# WHAT YOU SHOULD DO:
Filter the entries for lines with the word "bounding".

# MATERIAL SHOWN:
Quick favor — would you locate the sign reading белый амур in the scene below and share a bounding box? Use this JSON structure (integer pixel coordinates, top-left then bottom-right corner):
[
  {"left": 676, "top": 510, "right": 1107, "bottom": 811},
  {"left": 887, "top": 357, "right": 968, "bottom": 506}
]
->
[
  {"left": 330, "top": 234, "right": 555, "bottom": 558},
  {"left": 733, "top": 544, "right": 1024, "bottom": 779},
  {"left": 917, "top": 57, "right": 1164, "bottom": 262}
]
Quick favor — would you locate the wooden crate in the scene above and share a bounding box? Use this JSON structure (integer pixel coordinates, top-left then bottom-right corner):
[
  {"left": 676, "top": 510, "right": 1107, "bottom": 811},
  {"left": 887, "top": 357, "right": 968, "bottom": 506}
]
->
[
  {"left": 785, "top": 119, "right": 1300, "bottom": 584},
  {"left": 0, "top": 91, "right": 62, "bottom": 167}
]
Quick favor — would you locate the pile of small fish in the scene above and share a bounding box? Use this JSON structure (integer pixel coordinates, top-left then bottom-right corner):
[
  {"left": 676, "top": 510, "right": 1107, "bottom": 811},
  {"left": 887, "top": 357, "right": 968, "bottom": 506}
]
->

# RESULT FOR THIS TASK:
Quick favor — would you locate the sign reading белый амур in the scene below and share a bounding box? Use this JSON structure (integer pixel coordinates, top-left then bottom-right corner):
Quick favor — would you locate the wooden crate in the scene above and share a bounding box? Use this JSON structure (integer pixel coordinates, top-left then bottom-right corner):
Quick favor — would you locate the pile of small fish in the scene above and share a bounding box? Use this JSON structure (integer pixel coordinates, top-left then bottom-right corner):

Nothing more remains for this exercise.